Referring expression data
———

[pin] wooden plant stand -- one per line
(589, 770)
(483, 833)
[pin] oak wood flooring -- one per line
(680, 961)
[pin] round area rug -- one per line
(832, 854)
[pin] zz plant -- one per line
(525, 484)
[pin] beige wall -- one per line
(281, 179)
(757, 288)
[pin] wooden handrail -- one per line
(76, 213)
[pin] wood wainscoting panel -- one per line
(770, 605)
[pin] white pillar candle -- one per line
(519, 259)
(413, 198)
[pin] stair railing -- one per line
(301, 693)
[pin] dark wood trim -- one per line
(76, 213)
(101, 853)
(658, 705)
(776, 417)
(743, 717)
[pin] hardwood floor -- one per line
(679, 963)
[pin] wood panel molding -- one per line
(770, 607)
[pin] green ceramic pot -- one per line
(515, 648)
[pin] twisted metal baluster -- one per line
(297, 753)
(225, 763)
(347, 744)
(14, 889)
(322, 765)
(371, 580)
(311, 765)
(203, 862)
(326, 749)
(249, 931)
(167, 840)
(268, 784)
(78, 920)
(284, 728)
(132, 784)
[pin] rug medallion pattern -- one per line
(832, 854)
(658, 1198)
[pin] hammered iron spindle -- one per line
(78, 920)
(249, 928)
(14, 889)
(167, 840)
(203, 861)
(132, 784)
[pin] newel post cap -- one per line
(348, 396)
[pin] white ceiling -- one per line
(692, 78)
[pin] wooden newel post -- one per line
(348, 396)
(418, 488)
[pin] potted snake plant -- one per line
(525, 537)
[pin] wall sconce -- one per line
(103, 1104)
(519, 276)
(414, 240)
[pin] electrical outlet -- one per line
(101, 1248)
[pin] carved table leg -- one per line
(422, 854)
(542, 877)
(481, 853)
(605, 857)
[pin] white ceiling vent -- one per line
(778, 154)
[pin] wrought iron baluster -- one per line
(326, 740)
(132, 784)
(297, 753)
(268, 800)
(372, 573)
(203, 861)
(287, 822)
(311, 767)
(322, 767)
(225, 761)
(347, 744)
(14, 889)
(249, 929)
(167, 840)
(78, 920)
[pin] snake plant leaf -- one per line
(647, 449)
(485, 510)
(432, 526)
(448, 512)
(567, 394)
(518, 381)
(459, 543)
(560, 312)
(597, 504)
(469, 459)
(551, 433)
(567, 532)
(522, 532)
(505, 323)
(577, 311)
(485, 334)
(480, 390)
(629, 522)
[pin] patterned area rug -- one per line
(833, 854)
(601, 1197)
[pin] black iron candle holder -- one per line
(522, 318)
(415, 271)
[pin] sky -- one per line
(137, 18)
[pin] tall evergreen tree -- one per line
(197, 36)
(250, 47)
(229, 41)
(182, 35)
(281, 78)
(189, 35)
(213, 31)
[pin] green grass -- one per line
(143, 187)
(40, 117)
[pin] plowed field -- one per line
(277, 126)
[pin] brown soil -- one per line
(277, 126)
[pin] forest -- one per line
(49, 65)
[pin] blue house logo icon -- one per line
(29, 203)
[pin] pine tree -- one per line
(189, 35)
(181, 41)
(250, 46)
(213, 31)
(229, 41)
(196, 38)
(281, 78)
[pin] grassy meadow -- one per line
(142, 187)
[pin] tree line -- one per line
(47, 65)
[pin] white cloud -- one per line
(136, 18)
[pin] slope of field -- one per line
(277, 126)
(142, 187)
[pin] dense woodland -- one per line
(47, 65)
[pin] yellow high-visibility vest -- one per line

———

## Problem description
Give a word-for-word restatement of every record.

## Answer to the exercise
[pin] wooden plant stand -- one per line
(589, 770)
(483, 833)
[pin] oak wood flooring -- one per line
(680, 961)
[pin] round area rug -- one per line
(832, 854)
[pin] zz plant -- one per line
(525, 484)
[pin] beige wall -- one per line
(281, 179)
(757, 288)
[pin] wooden handrail -- one per line
(76, 213)
[pin] wood wainscoting panel -- one per line
(770, 605)
[pin] white pillar candle -- one per line
(519, 259)
(413, 198)
[pin] stair railing -- one per line
(301, 693)
[pin] dark wood trim -- one per line
(76, 213)
(101, 853)
(658, 705)
(776, 417)
(743, 717)
[pin] hardwood floor -- one per line
(679, 963)
[pin] wood panel molding -- one per line
(770, 607)
[pin] green ceramic pot -- one per line
(515, 648)
[pin] twisted metal baluster -- one per line
(297, 753)
(225, 763)
(347, 744)
(14, 889)
(322, 765)
(371, 580)
(311, 765)
(203, 862)
(326, 749)
(249, 931)
(167, 840)
(268, 784)
(78, 920)
(284, 728)
(132, 784)
[pin] rug medallion pattern -- one per line
(832, 854)
(658, 1198)
[pin] hammered iron spindle -- one per line
(78, 920)
(249, 928)
(14, 889)
(167, 840)
(203, 861)
(132, 784)
[pin] newel post cap -- one per line
(348, 396)
[pin] white ceiling -- one per line
(692, 78)
[pin] wooden newel post -- one per line
(348, 396)
(418, 488)
[pin] potted snake plant -- one per line
(525, 537)
[pin] wall sconce -- one per line
(103, 1104)
(519, 276)
(414, 240)
[pin] electrical outlet -- one per line
(101, 1248)
[pin] carved table leg -- one per line
(422, 854)
(542, 877)
(481, 853)
(605, 857)
[pin] white ceiling vent -- one per line
(778, 154)
[pin] wrought iron baluster -- one per line
(326, 740)
(132, 784)
(297, 753)
(268, 800)
(372, 573)
(203, 861)
(287, 822)
(311, 767)
(322, 767)
(225, 761)
(347, 744)
(14, 889)
(249, 929)
(167, 840)
(78, 920)
[pin] snake plant leaf -- one per line
(647, 449)
(485, 510)
(432, 526)
(448, 512)
(567, 394)
(518, 381)
(459, 543)
(560, 312)
(597, 504)
(469, 459)
(551, 433)
(567, 532)
(522, 532)
(505, 323)
(577, 311)
(485, 334)
(480, 390)
(629, 522)
[pin] patterned area rug -- one per line
(833, 854)
(601, 1197)
[pin] black iron candle holder -- one per line
(522, 318)
(415, 271)
[pin] sky -- one per line
(137, 18)
[pin] tall evergreen tree -- one per line
(197, 36)
(250, 47)
(229, 41)
(182, 35)
(281, 78)
(189, 35)
(213, 31)
[pin] green grass -- one per line
(143, 187)
(40, 117)
[pin] plowed field -- one per line
(277, 126)
[pin] brown soil -- one per line
(277, 126)
[pin] forest -- one per line
(49, 65)
[pin] blue house logo icon -- one per line
(29, 203)
[pin] pine tree -- one per line
(189, 35)
(181, 41)
(250, 46)
(213, 31)
(229, 41)
(196, 38)
(281, 78)
[pin] grassy meadow -- one per line
(142, 187)
[pin] tree line -- one per line
(47, 65)
[pin] white cloud -- one per line
(136, 18)
[pin] slope of field -- one per line
(277, 126)
(142, 187)
[pin] dense woodland -- one per line
(47, 65)
[pin] yellow high-visibility vest -- one per line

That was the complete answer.